## GIVEN PASSAGE
********

Thread: converting unsigned char to char* for concatenation

Hi I have a function that finds my mac address, I am trying to store it in a char * variable.
This is my function to display it:

Code:

void PrintMACaddress (unsigned char *addr)
{
    int i;
    unsigned char * macaddress;
    char temp[80];
   for (i = 0; i < 6; i++)
   {
    printf("%x:", *addr);
    sprintf(temp[i], "%x", *addr++);
      //strcat(macaddress, *addr);
   }
   printf("%s\n", temp);

}

So I can roll through the 6 parts of the mac address just fine, using the printf statement and outputting it in the hex format, however I cant get it to sprintf properly, and my attempt at using strcat crashes the console. I would like to return a char * if possible.

Any help greatly appreciated.
Thanks

Hi Sorry for my confusion, I have changed the code to:

Code:

    int i = 0;
char temp[25];
char *cs = temp;
int used = 0;
do {
   sprintf(cs, "%x", *addr++);
    printf("%s", cs);
   cs += used;
   i++;
   if( i < 6){
   printf(":");
   }
}while (i < 6);

printf(" cs: %s\n", cs);

the printf occuring inside the loop displays the correct thing, i.e cs temporarily holds the correct part of my mac address, however I cannot seem to get it to reset to the beginning of temp so that I can display the mac address after the loop - i.e cs or temp holds the entire mac address that I can then return to the method that called it.

********

## TASK SET
**1.** In the MAC address thread, what happens when the poster tries to use strcat?
**2.** Reproduce the stretch of the MAC address thread from "Hi I have a" through "(i = 0; i < 6; i++)".
The lines after this point come from a different source.

## INFORMATION SHOWN
********

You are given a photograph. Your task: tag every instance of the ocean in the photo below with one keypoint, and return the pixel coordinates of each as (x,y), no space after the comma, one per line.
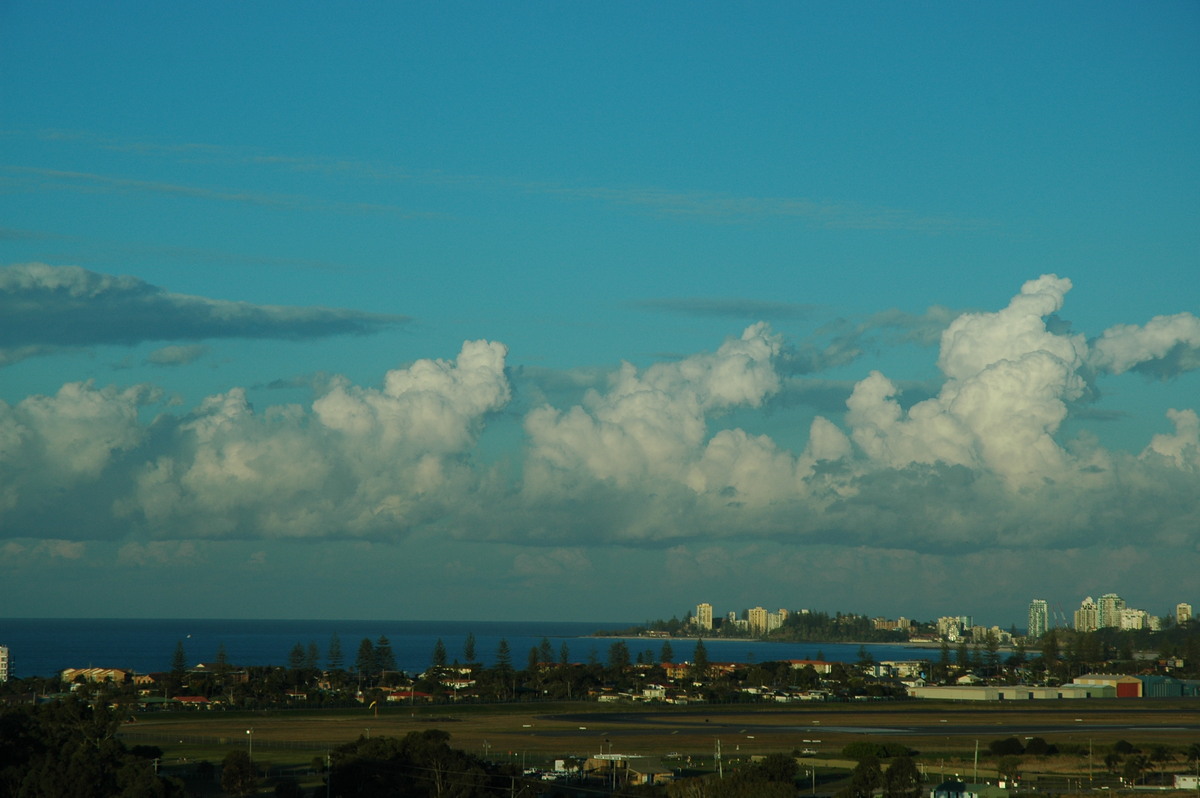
(46,646)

********

## RESULTS OF THE EXERCISE
**1.** It crashes the console.

**2.**
Hi I have a function that finds my mac address, I am trying to store it in a char * variable.
This is my function to display it:

Code:

void PrintMACaddress (unsigned char *addr)
{
    int i;
    unsigned char * macaddress;
    char temp[80];
   for (i = 0; i < 6; i++)